----- DATASET -----
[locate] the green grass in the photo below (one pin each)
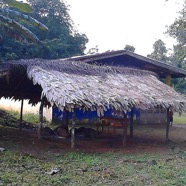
(76, 168)
(179, 119)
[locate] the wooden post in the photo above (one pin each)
(40, 119)
(168, 79)
(66, 118)
(168, 82)
(167, 125)
(73, 130)
(125, 126)
(131, 122)
(21, 116)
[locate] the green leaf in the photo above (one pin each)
(31, 20)
(24, 31)
(24, 7)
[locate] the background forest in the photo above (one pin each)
(62, 40)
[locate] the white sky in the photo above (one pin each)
(111, 24)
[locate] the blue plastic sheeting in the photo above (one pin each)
(80, 114)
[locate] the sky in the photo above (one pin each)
(111, 24)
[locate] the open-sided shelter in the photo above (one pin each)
(69, 84)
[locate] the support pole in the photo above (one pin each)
(21, 116)
(66, 118)
(131, 122)
(125, 126)
(168, 82)
(167, 125)
(73, 130)
(40, 119)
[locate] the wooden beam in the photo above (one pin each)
(21, 116)
(168, 80)
(125, 126)
(40, 119)
(167, 125)
(66, 118)
(131, 122)
(73, 130)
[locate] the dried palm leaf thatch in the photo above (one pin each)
(77, 84)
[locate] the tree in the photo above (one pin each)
(177, 30)
(159, 51)
(8, 20)
(129, 48)
(61, 40)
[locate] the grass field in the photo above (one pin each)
(147, 160)
(77, 168)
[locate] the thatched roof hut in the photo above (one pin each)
(69, 84)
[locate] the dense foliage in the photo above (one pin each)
(159, 51)
(177, 58)
(60, 41)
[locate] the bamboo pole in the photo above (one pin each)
(21, 115)
(168, 79)
(125, 126)
(167, 125)
(168, 82)
(40, 119)
(131, 122)
(73, 130)
(66, 118)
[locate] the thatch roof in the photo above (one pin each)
(78, 84)
(129, 59)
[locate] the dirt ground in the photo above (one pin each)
(146, 139)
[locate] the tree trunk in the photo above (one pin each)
(21, 116)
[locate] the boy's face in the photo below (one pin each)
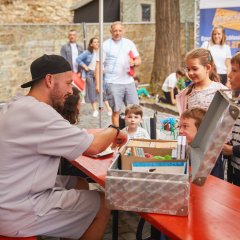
(187, 128)
(234, 76)
(132, 120)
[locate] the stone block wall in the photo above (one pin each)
(21, 44)
(41, 11)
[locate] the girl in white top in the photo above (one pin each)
(133, 117)
(220, 51)
(200, 68)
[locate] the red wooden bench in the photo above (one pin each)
(19, 238)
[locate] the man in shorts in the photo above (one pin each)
(120, 56)
(34, 136)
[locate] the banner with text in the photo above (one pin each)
(217, 12)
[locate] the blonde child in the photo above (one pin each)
(133, 117)
(200, 68)
(189, 123)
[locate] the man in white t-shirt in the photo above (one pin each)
(120, 56)
(71, 50)
(34, 136)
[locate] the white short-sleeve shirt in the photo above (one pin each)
(116, 60)
(219, 53)
(32, 140)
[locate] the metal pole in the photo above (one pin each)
(100, 61)
(196, 23)
(84, 35)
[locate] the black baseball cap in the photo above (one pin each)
(47, 64)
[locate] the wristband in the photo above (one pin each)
(117, 128)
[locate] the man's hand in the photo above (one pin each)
(227, 149)
(120, 140)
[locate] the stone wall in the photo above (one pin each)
(27, 31)
(41, 11)
(21, 44)
(131, 11)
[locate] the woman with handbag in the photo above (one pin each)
(87, 60)
(221, 53)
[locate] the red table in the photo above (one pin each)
(214, 208)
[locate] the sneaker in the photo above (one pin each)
(95, 113)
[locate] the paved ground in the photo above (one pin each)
(128, 221)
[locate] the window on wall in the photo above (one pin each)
(146, 12)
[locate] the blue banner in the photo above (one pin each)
(229, 18)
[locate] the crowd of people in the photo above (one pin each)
(31, 150)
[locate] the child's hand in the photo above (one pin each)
(120, 140)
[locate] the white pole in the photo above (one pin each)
(100, 61)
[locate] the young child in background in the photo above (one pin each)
(189, 123)
(200, 68)
(170, 88)
(133, 117)
(141, 91)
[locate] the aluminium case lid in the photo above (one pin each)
(211, 136)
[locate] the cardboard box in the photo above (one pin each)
(169, 193)
(154, 147)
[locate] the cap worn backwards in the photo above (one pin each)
(47, 64)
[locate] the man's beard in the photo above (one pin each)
(58, 107)
(56, 102)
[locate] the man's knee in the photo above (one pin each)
(103, 212)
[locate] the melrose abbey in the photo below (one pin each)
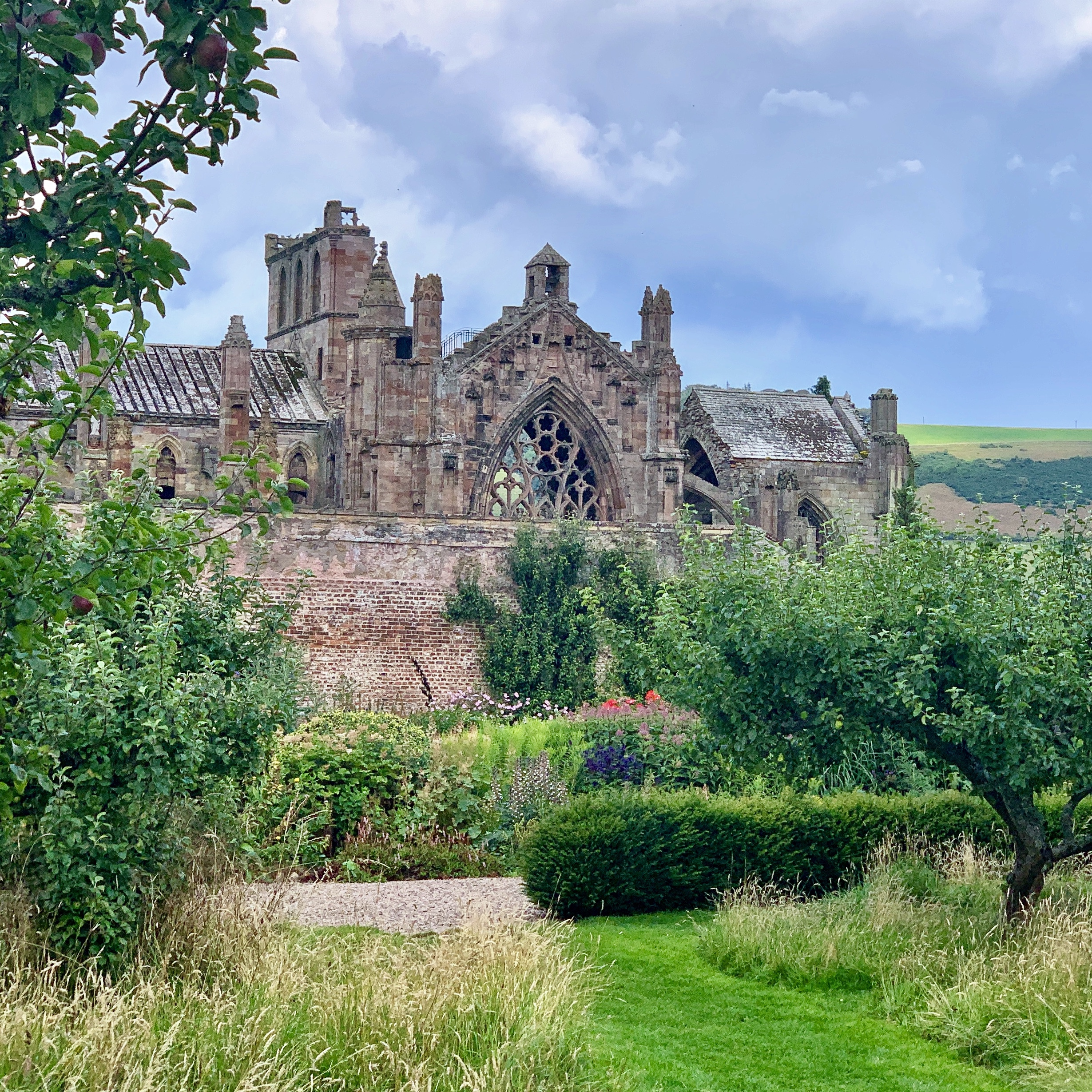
(421, 451)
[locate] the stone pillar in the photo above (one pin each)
(657, 317)
(885, 413)
(119, 458)
(427, 307)
(234, 388)
(267, 434)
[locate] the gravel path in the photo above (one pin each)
(409, 907)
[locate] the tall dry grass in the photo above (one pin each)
(221, 997)
(924, 933)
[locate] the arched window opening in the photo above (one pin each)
(818, 521)
(698, 463)
(165, 471)
(701, 506)
(546, 473)
(298, 469)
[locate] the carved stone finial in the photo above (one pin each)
(267, 432)
(120, 433)
(236, 337)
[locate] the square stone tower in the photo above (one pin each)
(315, 284)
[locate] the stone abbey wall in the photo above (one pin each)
(372, 612)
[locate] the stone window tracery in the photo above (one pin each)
(546, 472)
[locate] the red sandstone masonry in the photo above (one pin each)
(386, 640)
(372, 613)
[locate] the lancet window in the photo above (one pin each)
(546, 472)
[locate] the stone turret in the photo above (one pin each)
(234, 388)
(119, 459)
(427, 306)
(381, 303)
(657, 317)
(885, 413)
(548, 277)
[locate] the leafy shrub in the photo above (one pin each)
(342, 768)
(627, 852)
(136, 727)
(426, 854)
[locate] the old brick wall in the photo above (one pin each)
(372, 610)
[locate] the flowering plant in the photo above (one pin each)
(635, 742)
(468, 708)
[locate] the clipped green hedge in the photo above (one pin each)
(637, 852)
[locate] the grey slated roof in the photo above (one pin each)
(790, 425)
(183, 381)
(546, 257)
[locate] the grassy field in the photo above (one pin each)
(974, 441)
(671, 1022)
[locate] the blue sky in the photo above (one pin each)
(893, 193)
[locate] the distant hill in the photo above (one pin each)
(976, 441)
(1020, 481)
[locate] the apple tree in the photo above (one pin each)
(976, 648)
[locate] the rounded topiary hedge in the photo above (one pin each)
(638, 852)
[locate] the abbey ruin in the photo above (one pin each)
(414, 450)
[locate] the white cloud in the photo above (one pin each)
(572, 153)
(808, 102)
(901, 170)
(1012, 42)
(1063, 167)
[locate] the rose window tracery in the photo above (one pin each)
(546, 473)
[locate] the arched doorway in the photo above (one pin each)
(818, 520)
(698, 462)
(298, 469)
(166, 469)
(546, 472)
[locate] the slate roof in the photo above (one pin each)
(546, 257)
(782, 425)
(182, 382)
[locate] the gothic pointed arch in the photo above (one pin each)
(698, 462)
(818, 517)
(551, 461)
(168, 457)
(302, 465)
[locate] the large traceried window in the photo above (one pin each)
(546, 473)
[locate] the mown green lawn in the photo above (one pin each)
(676, 1024)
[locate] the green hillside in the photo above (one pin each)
(978, 441)
(1024, 481)
(943, 435)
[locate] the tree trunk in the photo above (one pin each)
(1026, 883)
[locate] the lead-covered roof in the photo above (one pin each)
(173, 382)
(780, 425)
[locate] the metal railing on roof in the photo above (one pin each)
(458, 340)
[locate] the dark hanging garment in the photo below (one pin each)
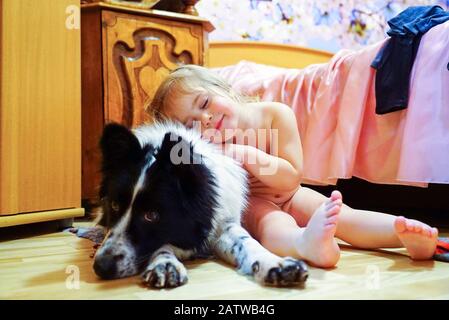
(394, 61)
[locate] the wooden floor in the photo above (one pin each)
(45, 264)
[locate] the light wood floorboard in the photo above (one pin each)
(35, 266)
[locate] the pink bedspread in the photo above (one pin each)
(335, 111)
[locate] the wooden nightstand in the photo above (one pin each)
(40, 113)
(126, 52)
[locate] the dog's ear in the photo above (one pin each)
(184, 162)
(119, 147)
(177, 151)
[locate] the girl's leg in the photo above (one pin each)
(368, 229)
(277, 231)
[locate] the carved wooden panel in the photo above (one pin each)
(125, 55)
(139, 53)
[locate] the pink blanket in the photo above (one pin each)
(335, 111)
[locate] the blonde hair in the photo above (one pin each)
(186, 80)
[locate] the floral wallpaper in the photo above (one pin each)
(321, 24)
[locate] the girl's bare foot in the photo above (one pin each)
(316, 244)
(418, 238)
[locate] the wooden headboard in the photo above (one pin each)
(223, 53)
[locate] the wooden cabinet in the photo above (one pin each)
(40, 112)
(126, 52)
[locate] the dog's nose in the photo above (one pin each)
(105, 267)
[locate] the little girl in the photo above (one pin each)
(289, 220)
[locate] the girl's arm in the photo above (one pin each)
(282, 169)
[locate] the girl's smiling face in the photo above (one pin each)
(213, 114)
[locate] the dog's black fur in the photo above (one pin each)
(158, 210)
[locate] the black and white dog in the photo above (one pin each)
(168, 195)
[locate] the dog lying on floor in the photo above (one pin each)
(167, 195)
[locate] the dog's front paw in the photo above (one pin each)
(283, 272)
(166, 273)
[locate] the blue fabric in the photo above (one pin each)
(394, 61)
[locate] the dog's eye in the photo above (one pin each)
(115, 206)
(151, 216)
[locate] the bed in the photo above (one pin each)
(421, 199)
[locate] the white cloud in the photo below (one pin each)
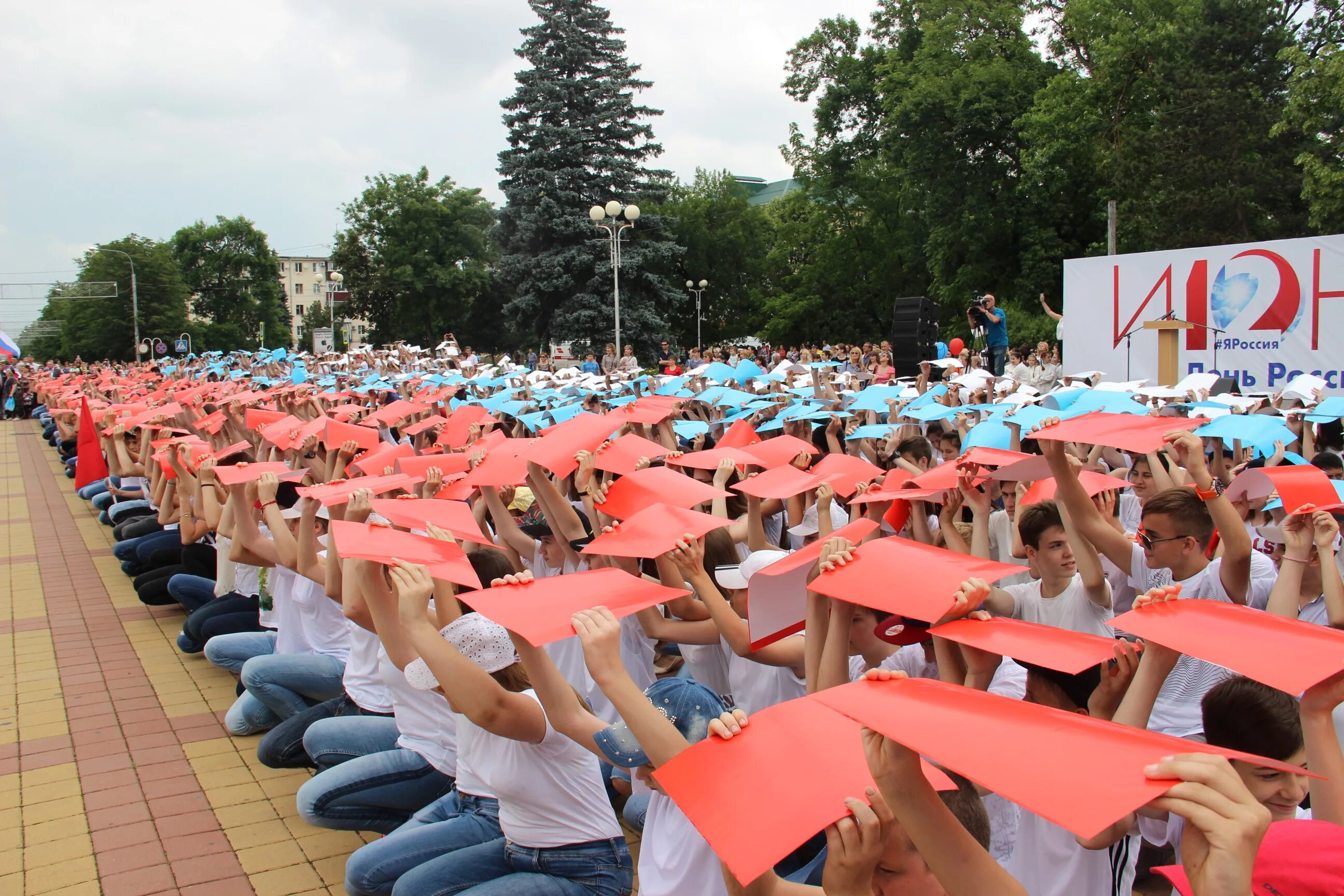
-----
▶ WHAT THIS TASK INVOLVES:
Rewrite the lines from the one containing "[locate] the bed" through the last line, putting "mattress" in place of "bed" and changing nothing else. Leave the picture out.

▶ RESPONSE TO THE TASK:
[locate] the mattress in the photo above (one pin each)
(421, 199)
[locate] the white cloud in the photo below (one pin each)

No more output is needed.